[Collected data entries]
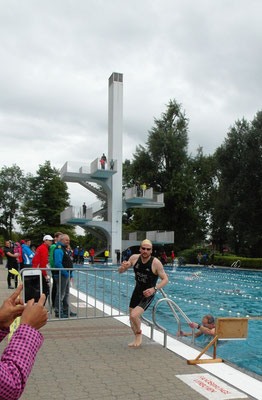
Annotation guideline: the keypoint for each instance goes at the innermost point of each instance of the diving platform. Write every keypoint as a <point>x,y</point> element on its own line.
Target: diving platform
<point>106,173</point>
<point>137,198</point>
<point>131,239</point>
<point>79,172</point>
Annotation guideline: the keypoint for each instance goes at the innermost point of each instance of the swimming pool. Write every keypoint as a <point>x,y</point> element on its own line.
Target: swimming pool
<point>199,291</point>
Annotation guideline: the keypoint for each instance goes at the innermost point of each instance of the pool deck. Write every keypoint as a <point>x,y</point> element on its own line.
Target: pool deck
<point>90,359</point>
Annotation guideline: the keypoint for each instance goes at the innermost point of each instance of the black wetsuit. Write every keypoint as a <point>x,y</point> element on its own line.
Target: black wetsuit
<point>145,279</point>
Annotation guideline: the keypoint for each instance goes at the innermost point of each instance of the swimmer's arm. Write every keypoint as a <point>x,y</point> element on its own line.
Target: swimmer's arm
<point>207,331</point>
<point>127,264</point>
<point>158,269</point>
<point>161,273</point>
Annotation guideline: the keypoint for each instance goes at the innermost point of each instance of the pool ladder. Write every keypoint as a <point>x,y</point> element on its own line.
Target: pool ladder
<point>172,305</point>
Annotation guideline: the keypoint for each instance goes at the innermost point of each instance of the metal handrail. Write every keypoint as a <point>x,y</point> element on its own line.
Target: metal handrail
<point>236,264</point>
<point>171,303</point>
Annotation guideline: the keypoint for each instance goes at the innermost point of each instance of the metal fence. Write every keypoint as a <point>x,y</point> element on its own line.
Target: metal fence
<point>93,293</point>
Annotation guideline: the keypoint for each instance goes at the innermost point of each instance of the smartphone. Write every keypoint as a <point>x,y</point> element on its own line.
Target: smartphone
<point>32,284</point>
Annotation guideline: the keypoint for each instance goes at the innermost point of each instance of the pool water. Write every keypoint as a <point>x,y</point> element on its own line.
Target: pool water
<point>199,291</point>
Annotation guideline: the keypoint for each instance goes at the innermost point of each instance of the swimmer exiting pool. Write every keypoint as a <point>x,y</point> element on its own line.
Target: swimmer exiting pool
<point>147,270</point>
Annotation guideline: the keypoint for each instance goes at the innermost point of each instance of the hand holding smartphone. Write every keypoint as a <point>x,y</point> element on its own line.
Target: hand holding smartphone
<point>32,284</point>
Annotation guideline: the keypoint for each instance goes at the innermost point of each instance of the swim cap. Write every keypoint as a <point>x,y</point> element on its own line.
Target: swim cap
<point>146,241</point>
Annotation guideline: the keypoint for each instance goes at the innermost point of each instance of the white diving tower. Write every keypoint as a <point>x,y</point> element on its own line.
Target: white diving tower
<point>109,177</point>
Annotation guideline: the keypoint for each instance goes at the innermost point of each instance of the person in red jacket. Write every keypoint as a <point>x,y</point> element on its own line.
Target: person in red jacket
<point>40,260</point>
<point>92,255</point>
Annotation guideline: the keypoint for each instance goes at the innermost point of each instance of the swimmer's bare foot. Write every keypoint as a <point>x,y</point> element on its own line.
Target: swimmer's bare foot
<point>138,340</point>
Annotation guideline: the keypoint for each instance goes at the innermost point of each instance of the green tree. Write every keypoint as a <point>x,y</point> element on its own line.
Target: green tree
<point>12,188</point>
<point>165,165</point>
<point>238,206</point>
<point>45,199</point>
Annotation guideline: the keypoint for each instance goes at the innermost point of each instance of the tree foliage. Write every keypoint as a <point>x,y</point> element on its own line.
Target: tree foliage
<point>12,188</point>
<point>45,199</point>
<point>165,165</point>
<point>237,211</point>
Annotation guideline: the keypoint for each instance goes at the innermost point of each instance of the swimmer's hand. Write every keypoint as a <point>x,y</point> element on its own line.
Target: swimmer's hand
<point>193,325</point>
<point>149,292</point>
<point>123,267</point>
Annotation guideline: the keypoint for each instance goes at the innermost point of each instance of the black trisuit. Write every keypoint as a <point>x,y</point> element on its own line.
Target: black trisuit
<point>145,279</point>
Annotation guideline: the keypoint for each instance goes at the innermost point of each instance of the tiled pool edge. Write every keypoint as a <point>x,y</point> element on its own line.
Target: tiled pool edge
<point>247,384</point>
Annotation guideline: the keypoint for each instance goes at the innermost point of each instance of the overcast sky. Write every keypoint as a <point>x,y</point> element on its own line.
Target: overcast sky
<point>57,55</point>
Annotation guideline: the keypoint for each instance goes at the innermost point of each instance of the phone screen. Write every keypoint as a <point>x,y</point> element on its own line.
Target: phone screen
<point>31,287</point>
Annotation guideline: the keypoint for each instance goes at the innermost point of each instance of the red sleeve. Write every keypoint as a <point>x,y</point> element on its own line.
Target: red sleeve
<point>17,361</point>
<point>40,259</point>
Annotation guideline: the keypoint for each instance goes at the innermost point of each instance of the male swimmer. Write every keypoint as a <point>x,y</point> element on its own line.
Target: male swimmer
<point>147,270</point>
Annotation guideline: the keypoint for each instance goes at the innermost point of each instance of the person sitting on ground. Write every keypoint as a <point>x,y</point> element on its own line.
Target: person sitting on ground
<point>207,327</point>
<point>19,356</point>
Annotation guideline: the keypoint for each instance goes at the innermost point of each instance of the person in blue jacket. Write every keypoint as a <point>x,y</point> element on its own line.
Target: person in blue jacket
<point>62,260</point>
<point>28,254</point>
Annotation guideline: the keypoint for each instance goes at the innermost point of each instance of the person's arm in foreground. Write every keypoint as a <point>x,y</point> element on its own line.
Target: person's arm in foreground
<point>19,356</point>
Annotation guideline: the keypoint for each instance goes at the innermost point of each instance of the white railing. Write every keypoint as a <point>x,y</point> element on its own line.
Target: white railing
<point>110,165</point>
<point>74,166</point>
<point>137,192</point>
<point>75,212</point>
<point>154,236</point>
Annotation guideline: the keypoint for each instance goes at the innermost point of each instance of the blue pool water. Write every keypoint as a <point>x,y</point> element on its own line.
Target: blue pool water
<point>220,292</point>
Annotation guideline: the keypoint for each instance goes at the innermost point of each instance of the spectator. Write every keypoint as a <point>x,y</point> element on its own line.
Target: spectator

**Written task**
Please format all of the items above as a numbered list, omitting blank lines and leaving the pictures out.

**Response for this exercise**
1. Annotation guideline: the keypoint for each instance goes at the innermost point of each instance of the diving platform. Write every keypoint as a <point>x,y</point> element on its own line.
2. Target: diving platform
3. <point>106,173</point>
4. <point>137,198</point>
5. <point>131,239</point>
6. <point>79,172</point>
7. Annotation guideline: the keypoint for each instance goes at the innermost point of each instance of the swimming pool. Write every keypoint as a <point>x,y</point> element on its own line.
8. Target: swimming pool
9. <point>199,291</point>
10. Annotation guideline: the keypoint for each instance goes at the innermost point of each instance of the pool deck. Write every keypoint as a <point>x,y</point> element on its own line.
11. Target: pool deck
12. <point>90,359</point>
13. Annotation guideline: the keypoint for each instance goes at the innermost point of each instance of the black wetsuit. Write every keypoint as a <point>x,y</point> element on its own line.
14. Target: black wetsuit
15. <point>145,279</point>
16. Annotation guideline: the keypoint for each instance goes at the innermost point of each instance of the swimmer's arm. Write every keypoint as a <point>x,y</point> element on its own line.
17. Target: swimmer's arm
18. <point>207,331</point>
19. <point>127,264</point>
20. <point>158,269</point>
21. <point>161,273</point>
22. Annotation guideline: the keypoint for each instance goes at the innermost point of each instance of the pool ladder. Write every keypoint as a <point>x,y</point> element on its own line.
23. Target: pool ladder
24. <point>172,305</point>
25. Annotation guideline: the keypoint for each instance goes at the innermost point of each instance of the metal handrail. Write every keypoint as a <point>x,y</point> element on its own line.
26. Target: metal handrail
27. <point>236,264</point>
28. <point>171,303</point>
29. Annotation guideline: the keypoint for each instance goes at the innermost point of each instance of the metal fence. Write every keypoint as a <point>x,y</point> element on its own line.
30. Target: metal fence
31. <point>93,293</point>
32. Annotation guideline: the keypoint for each instance goes at the innermost point of each instance of the smartphone. Write every keypoint as a <point>x,y</point> element on its own line.
33. Target: smartphone
34. <point>32,284</point>
35. Annotation guideline: the keypoint for each instance goes at the innermost point of each instance of the pool water. Write every keypoint as a <point>x,y</point> element on its own line.
36. Target: pool water
37. <point>199,291</point>
38. Annotation guideline: the keypoint for each instance goes at the innermost point of each instance of the swimmer exiting pool. Write every keypoint as a <point>x,y</point> element on its own line.
39. Target: swimmer exiting pool
40. <point>147,270</point>
41. Annotation guideline: the keypoint for each instance goes at the innermost point of each instance of the hand holding smartphone. Write every keypoint as a <point>x,y</point> element on its own line.
42. Target: hand holding smartphone
43. <point>32,284</point>
44. Annotation guideline: the keypoint for each instance goes at the innermost point of each instance of the swim cap. Write every keypoint as a <point>x,y</point> element on its own line.
45. Target: swim cap
46. <point>146,241</point>
47. Annotation guideline: the keypoint for each instance goes at the innermost point of each instance of the white diving tower. Write every keypoint as a <point>x,y</point> element on its own line.
48. Target: white diving tower
49. <point>109,177</point>
50. Annotation guideline: the keypoint for each instance goes at the innermost point of each instance of the person in red jacket. Write every keypoint as a <point>x,y</point> element on its own line.
51. Target: person in red jacket
52. <point>40,260</point>
53. <point>92,255</point>
54. Annotation guideline: the keypoint for each instance goes at the innermost point of each instance of the swimmer's bare foot. Write every keypoint as a <point>x,y</point> element on its own line.
55. Target: swimmer's bare foot
56. <point>138,340</point>
57. Annotation guideline: the keypoint for each instance goes at the innermost point of each instance of the green tree. Write every keypoint as a <point>x,y</point> element on its own line.
58. Target: green tree
59. <point>12,188</point>
60. <point>165,165</point>
61. <point>238,206</point>
62. <point>45,199</point>
63. Annotation guideline: the keypoint for each instance goes at the innermost point of each instance of the tree foliage. Write every keypoint as a <point>x,y</point> element on its own line.
64. Target: tree foliage
65. <point>12,188</point>
66. <point>45,199</point>
67. <point>165,165</point>
68. <point>237,211</point>
69. Annotation guideline: the keypoint for each instance goes at the innermost point of each instance of the swimmer's hand. Write every keypoint as a <point>x,y</point> element on its own line.
70. Target: swimmer's hand
71. <point>193,325</point>
72. <point>149,292</point>
73. <point>123,267</point>
74. Annotation guideline: the keypoint for each instance goes at the innermost point of each instance of the black trisuit. Write every keypoint as a <point>x,y</point> element on its own line.
75. Target: black trisuit
76. <point>145,279</point>
77. Annotation guideline: the keypoint for each instance goes at the innermost point of each instance of the tiled pool edge. Write every keypoint as a <point>x,y</point> element on its own line.
78. Target: tiled pool edge
79. <point>247,384</point>
80. Annotation guideline: the keypoint for each instance goes at the innermost point of each instance of the overcast sky. Write every keypoint as a <point>x,y</point> element on its own line.
81. Target: overcast sky
82. <point>57,55</point>
83. Annotation guideline: the keypoint for each instance goes at the innermost point of each instance of the phone screen. Write every keypoint as a <point>x,y</point> element on its own line.
84. Target: phone screen
85. <point>31,287</point>
86. Annotation guideline: the keypoint for each instance goes at the innermost point of each instance of the red sleeve. Write every keypoint as a <point>x,y</point> element on its own line.
87. Target: red sleeve
88. <point>17,361</point>
89. <point>40,259</point>
90. Annotation guideline: the keypoint for each instance goes at the innermost point of each instance of the male swimmer. Write every keypoint as a <point>x,y</point> element on its own line.
91. Target: male swimmer
92. <point>147,270</point>
93. Annotation guideline: the keypoint for each instance goes at the innermost point of each instance of the person sitting on ground. Write every keypoint as a <point>x,y</point> element on its own line.
94. Target: person sitting on ground
95. <point>207,327</point>
96. <point>19,356</point>
97. Annotation guideline: the keypoint for each instance goes at the innermost point of each instance of the person in blue jacket. Write every keypoint as a <point>x,y</point> element on its own line.
98. Target: person in blue jacket
99. <point>62,260</point>
100. <point>28,254</point>
101. Annotation guideline: the keypoint for each instance goes at the innermost point of each instance of the person's arm in foreground. Write every keypoint as a <point>x,y</point> element on its own line.
102. Target: person's arm in foreground
103. <point>19,356</point>
104. Annotation guideline: the keypoint for each instance goes at the innermost point of each instance of the white railing. Write every keypoint as a <point>x,y</point> element on its own line.
105. Target: white railing
106. <point>110,165</point>
107. <point>74,166</point>
108. <point>137,192</point>
109. <point>75,212</point>
110. <point>154,236</point>
111. Annotation guideline: the keypoint for each instance goes at the innermost point of each instance of the blue pool water. Write every keypoint as a <point>x,y</point> element on its own line.
112. Target: blue pool water
113. <point>220,292</point>
114. Annotation guideline: the keypoint for each instance goes at the innermost point of each instance of the spectator. Write every keypoint as a <point>x,y</point> element on its own line.
115. Target: spectator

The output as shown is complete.